* _SET PROBLEM_
Turn the rows below, between the lines holding "Pretty please, detect the rust stains" and "[110,173,266,215]", inclusive, into a numbered list that skips any blank lines. Leave the pictures out of your answer.

* _DATASET EXCERPTS_
*****
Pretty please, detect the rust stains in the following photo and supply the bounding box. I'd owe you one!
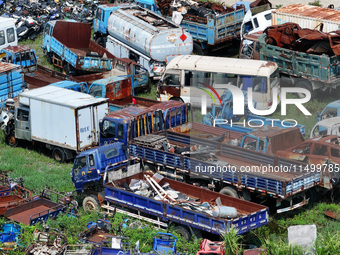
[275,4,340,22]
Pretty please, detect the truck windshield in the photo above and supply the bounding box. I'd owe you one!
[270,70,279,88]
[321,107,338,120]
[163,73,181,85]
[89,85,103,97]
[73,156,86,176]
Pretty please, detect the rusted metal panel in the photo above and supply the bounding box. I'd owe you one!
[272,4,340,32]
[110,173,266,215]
*****
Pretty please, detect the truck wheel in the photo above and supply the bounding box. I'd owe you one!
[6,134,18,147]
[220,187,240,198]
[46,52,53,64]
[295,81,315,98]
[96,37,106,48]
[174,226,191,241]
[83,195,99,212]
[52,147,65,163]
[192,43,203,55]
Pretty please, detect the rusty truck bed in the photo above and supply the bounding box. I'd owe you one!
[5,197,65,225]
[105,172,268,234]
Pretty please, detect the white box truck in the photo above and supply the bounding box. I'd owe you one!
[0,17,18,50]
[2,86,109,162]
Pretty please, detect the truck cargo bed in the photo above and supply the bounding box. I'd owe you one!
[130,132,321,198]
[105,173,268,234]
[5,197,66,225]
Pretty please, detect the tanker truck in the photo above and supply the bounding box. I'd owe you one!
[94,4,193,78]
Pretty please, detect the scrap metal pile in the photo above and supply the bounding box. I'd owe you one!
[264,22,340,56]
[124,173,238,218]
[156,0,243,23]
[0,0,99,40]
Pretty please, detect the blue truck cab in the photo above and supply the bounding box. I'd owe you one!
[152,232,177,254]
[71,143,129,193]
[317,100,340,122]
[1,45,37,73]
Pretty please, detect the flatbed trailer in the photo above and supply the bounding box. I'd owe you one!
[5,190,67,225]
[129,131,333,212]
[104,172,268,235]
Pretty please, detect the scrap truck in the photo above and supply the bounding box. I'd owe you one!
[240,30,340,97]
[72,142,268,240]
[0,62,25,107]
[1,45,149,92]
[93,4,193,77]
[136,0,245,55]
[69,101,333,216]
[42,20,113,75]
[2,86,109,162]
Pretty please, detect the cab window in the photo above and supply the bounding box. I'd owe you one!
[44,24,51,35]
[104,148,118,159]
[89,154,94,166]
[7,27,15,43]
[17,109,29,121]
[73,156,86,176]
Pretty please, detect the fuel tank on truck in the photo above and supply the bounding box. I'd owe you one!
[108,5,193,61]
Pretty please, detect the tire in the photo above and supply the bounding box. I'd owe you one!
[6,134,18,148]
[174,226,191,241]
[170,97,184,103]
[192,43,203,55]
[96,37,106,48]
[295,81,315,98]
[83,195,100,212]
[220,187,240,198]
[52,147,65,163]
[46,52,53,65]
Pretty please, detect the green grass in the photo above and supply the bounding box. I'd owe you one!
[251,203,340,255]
*****
* _SOLUTION FOR THIS PROBLEM_
1. Pretty please, detect the rust stains in the following photo and supply the bounding box. I'd owe you one!
2. [275,4,340,22]
3. Pretty please, detect the truck windshield in the photo above and supply the bounding box. I'd owe you one!
4. [270,70,279,88]
5. [321,107,338,120]
6. [163,73,181,85]
7. [89,85,103,97]
8. [73,156,86,176]
9. Pretty please, detect the rusted metal panel in the photo above and supply the bounding box. I'd owe you one!
10. [272,4,340,32]
11. [110,173,266,215]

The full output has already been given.